#### [What this task involves]
In the records below, how many lines hold the word "lawn"? Give only the number.

[Data entries]
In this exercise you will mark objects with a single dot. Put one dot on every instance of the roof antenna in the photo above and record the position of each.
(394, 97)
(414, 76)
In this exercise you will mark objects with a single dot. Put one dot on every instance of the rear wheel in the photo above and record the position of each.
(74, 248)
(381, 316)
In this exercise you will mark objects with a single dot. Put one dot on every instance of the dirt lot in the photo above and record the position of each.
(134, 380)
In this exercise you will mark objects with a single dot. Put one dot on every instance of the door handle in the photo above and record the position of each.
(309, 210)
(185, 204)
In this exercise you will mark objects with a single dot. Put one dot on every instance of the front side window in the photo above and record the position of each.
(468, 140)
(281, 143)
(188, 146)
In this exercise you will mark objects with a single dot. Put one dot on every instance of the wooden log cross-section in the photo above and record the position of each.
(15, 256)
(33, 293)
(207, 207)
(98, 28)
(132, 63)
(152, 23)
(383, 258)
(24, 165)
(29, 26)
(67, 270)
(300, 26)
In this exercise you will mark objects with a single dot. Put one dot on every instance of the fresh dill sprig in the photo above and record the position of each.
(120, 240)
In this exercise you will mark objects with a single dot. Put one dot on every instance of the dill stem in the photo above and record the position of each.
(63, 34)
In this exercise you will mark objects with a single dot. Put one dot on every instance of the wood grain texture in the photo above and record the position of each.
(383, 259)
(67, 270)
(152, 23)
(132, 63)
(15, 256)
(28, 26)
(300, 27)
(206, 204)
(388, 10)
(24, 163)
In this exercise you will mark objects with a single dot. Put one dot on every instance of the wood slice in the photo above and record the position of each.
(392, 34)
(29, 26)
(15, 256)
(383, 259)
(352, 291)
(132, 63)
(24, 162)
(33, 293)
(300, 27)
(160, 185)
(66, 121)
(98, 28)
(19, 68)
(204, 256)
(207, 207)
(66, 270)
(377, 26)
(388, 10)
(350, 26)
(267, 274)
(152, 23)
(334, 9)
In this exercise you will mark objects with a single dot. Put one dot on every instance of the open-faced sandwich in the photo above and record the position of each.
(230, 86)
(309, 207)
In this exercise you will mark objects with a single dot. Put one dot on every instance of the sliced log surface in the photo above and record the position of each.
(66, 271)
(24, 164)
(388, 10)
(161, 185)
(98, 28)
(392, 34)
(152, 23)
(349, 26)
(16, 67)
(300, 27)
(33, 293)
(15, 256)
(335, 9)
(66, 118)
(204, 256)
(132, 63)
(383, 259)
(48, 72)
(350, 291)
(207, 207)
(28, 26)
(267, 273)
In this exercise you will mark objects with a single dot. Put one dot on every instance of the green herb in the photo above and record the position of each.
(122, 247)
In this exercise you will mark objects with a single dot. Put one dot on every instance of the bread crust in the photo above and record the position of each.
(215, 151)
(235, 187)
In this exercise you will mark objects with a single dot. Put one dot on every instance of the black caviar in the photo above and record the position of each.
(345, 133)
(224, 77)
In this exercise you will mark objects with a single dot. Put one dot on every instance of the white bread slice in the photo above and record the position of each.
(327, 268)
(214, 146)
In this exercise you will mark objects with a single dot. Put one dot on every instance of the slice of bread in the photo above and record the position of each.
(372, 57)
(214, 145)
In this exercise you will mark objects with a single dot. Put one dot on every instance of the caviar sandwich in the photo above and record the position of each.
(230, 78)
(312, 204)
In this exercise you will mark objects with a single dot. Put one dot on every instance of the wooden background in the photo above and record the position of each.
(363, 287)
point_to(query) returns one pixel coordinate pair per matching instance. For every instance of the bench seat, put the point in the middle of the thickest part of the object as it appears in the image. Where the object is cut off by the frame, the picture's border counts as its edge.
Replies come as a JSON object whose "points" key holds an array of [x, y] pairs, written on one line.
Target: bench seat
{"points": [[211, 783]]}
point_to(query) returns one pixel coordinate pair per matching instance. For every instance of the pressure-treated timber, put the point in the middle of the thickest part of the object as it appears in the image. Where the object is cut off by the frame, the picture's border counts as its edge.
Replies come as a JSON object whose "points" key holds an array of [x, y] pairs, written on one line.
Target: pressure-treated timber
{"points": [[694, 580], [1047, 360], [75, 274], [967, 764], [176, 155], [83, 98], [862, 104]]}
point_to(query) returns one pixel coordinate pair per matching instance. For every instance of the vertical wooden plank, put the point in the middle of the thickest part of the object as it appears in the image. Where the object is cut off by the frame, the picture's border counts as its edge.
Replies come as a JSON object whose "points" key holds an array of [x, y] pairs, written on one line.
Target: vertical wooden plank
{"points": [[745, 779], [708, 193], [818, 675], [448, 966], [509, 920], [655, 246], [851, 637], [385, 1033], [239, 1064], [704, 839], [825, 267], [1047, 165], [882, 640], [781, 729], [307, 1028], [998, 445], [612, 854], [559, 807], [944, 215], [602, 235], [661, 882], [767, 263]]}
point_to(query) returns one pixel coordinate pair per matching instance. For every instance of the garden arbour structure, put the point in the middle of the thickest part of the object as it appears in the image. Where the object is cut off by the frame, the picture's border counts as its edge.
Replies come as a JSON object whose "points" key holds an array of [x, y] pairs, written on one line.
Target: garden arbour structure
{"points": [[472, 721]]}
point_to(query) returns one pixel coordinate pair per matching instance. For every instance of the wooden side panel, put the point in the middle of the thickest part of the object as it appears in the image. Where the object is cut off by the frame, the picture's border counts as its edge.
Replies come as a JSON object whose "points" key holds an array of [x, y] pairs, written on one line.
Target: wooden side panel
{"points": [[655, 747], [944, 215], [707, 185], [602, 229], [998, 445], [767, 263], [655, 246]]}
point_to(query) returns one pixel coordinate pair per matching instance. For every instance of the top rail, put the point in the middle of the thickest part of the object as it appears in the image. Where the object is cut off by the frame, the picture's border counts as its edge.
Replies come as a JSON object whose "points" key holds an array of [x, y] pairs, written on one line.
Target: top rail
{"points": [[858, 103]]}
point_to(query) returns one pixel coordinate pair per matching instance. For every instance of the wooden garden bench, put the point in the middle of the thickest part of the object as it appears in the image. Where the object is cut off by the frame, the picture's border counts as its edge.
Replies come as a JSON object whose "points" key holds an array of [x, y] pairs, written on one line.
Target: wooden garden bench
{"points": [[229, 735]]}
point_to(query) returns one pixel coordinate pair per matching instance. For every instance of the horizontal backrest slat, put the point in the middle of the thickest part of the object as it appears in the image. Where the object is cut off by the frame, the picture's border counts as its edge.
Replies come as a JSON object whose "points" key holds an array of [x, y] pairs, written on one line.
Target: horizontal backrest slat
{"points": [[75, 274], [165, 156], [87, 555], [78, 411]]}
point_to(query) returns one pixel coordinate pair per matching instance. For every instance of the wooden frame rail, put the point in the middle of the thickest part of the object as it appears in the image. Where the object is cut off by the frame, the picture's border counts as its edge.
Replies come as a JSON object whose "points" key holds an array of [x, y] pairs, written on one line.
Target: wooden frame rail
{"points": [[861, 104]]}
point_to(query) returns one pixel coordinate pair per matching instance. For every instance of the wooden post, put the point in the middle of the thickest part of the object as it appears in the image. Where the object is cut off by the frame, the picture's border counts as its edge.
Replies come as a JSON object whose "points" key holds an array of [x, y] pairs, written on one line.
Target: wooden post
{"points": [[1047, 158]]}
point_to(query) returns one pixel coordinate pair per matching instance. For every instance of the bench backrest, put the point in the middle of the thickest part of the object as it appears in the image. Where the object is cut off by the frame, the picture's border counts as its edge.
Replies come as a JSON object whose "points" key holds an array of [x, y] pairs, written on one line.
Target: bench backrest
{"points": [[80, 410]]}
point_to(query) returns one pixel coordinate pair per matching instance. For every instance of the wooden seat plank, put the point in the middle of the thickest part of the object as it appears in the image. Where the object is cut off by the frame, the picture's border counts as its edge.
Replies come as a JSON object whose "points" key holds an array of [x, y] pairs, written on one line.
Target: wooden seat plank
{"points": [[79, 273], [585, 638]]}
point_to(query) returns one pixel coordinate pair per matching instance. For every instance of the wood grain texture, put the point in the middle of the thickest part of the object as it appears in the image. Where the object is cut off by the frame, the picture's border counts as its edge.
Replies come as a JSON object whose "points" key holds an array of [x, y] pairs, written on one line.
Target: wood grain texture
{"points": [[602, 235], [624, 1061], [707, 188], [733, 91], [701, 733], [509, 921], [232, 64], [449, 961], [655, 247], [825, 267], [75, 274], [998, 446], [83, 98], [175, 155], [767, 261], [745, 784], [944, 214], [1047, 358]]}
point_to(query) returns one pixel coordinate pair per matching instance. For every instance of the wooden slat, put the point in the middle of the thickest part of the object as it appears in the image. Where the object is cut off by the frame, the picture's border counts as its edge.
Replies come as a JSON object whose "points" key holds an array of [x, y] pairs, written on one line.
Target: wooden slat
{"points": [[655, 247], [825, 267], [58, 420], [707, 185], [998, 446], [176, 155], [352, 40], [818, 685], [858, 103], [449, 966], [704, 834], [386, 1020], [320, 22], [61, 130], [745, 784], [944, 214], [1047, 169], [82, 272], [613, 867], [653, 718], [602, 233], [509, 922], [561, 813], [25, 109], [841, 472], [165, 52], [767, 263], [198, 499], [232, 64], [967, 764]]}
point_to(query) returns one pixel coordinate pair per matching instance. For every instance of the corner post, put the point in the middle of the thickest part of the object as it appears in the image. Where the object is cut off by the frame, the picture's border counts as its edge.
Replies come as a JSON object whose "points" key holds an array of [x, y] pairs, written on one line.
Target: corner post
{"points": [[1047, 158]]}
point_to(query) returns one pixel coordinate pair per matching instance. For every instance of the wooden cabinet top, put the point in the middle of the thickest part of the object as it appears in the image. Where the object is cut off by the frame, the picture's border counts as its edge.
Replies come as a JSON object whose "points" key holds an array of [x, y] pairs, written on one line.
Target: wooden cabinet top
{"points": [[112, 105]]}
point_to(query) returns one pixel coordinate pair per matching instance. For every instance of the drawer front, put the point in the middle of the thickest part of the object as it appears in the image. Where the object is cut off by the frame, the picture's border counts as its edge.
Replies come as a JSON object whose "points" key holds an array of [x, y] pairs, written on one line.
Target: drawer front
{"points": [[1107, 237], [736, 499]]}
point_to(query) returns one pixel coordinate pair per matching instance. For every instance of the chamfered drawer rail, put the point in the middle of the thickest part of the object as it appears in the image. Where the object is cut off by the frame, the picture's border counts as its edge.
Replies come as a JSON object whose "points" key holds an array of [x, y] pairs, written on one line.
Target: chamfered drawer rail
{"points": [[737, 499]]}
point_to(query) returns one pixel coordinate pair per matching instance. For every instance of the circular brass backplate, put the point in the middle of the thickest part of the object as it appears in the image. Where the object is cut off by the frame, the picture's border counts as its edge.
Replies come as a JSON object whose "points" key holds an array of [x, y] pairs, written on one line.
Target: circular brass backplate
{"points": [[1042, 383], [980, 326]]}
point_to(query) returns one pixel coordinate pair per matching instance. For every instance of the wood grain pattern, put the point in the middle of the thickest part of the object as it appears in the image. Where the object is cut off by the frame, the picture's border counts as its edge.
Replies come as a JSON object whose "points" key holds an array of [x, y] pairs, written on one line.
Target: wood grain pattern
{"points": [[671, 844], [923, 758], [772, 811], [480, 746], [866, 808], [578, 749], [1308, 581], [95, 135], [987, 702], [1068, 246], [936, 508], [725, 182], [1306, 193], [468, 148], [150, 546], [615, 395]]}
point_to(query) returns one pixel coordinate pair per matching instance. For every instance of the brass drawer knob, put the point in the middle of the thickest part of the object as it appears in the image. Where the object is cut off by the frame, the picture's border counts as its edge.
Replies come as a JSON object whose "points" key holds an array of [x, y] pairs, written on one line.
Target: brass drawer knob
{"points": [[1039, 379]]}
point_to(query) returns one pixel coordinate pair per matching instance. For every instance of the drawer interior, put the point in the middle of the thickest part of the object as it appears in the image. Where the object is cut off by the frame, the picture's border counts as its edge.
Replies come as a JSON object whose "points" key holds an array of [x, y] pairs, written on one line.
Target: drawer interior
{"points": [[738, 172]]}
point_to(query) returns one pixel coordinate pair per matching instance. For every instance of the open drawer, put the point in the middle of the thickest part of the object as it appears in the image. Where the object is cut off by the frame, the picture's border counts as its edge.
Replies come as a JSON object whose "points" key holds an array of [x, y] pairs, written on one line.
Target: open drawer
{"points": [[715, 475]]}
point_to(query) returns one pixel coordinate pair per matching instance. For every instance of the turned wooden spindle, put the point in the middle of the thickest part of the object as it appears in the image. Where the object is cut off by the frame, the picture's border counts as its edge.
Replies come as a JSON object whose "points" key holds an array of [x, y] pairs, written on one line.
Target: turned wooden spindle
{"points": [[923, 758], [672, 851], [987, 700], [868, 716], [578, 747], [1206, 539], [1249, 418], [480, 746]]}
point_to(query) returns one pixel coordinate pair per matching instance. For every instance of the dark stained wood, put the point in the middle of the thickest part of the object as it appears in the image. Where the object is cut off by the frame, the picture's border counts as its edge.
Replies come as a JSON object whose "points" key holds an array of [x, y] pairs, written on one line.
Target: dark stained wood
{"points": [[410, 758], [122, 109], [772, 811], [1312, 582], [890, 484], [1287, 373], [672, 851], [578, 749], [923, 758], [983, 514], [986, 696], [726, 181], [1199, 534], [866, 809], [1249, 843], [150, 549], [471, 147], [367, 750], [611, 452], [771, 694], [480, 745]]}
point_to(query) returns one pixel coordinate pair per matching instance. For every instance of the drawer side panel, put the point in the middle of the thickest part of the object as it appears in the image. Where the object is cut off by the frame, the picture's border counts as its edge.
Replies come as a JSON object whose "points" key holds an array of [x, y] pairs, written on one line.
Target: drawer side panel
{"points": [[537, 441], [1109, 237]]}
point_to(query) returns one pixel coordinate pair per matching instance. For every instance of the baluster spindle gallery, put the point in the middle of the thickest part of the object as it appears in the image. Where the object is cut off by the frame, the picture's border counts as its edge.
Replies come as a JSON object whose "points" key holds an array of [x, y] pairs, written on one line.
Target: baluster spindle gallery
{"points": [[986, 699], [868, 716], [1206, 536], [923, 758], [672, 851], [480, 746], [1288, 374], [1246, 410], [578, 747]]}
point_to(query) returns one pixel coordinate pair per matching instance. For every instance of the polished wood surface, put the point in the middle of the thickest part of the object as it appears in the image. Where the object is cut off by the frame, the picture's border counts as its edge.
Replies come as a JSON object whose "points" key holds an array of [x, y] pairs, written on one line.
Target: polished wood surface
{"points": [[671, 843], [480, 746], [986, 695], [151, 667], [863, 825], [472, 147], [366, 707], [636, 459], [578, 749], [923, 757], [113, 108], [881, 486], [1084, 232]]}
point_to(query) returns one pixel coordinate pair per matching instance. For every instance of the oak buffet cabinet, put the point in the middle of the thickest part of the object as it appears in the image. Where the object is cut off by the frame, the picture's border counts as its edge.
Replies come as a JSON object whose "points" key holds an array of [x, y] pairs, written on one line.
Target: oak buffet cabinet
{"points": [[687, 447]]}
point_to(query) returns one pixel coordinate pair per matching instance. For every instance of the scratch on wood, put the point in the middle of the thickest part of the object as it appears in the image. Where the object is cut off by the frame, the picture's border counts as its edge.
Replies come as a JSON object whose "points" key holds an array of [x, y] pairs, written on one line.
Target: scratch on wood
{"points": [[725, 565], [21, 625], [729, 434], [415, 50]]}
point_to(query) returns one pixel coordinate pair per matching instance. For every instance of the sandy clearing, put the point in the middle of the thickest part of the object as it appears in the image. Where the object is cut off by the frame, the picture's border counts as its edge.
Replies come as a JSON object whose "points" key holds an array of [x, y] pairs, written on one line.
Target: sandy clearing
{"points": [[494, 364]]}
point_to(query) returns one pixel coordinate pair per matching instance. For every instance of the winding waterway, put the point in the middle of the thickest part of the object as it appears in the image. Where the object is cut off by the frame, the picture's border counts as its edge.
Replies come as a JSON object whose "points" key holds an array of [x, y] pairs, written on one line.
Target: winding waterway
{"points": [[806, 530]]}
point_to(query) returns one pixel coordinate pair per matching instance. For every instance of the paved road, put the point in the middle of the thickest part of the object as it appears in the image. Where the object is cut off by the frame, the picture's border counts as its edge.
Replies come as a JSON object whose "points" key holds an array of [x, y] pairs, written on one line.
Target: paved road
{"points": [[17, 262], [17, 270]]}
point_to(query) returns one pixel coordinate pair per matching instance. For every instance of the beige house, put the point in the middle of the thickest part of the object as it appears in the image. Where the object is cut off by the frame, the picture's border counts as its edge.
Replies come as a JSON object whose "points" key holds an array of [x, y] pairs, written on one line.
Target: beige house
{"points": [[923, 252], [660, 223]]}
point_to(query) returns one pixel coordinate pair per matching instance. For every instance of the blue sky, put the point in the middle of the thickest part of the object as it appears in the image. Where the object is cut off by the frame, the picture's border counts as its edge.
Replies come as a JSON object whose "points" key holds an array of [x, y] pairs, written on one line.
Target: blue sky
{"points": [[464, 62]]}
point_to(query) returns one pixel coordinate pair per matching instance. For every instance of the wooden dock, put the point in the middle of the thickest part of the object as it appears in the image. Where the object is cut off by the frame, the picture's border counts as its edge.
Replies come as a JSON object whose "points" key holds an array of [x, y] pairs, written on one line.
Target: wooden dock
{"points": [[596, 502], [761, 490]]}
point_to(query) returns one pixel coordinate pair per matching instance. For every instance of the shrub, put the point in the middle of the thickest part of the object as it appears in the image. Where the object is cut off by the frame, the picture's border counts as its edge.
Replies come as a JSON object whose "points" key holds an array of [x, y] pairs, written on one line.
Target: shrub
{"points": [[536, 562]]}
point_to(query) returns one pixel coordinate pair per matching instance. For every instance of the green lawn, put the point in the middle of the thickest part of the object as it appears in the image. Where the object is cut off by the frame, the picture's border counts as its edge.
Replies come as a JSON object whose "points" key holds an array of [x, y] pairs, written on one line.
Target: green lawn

#### [The completed task]
2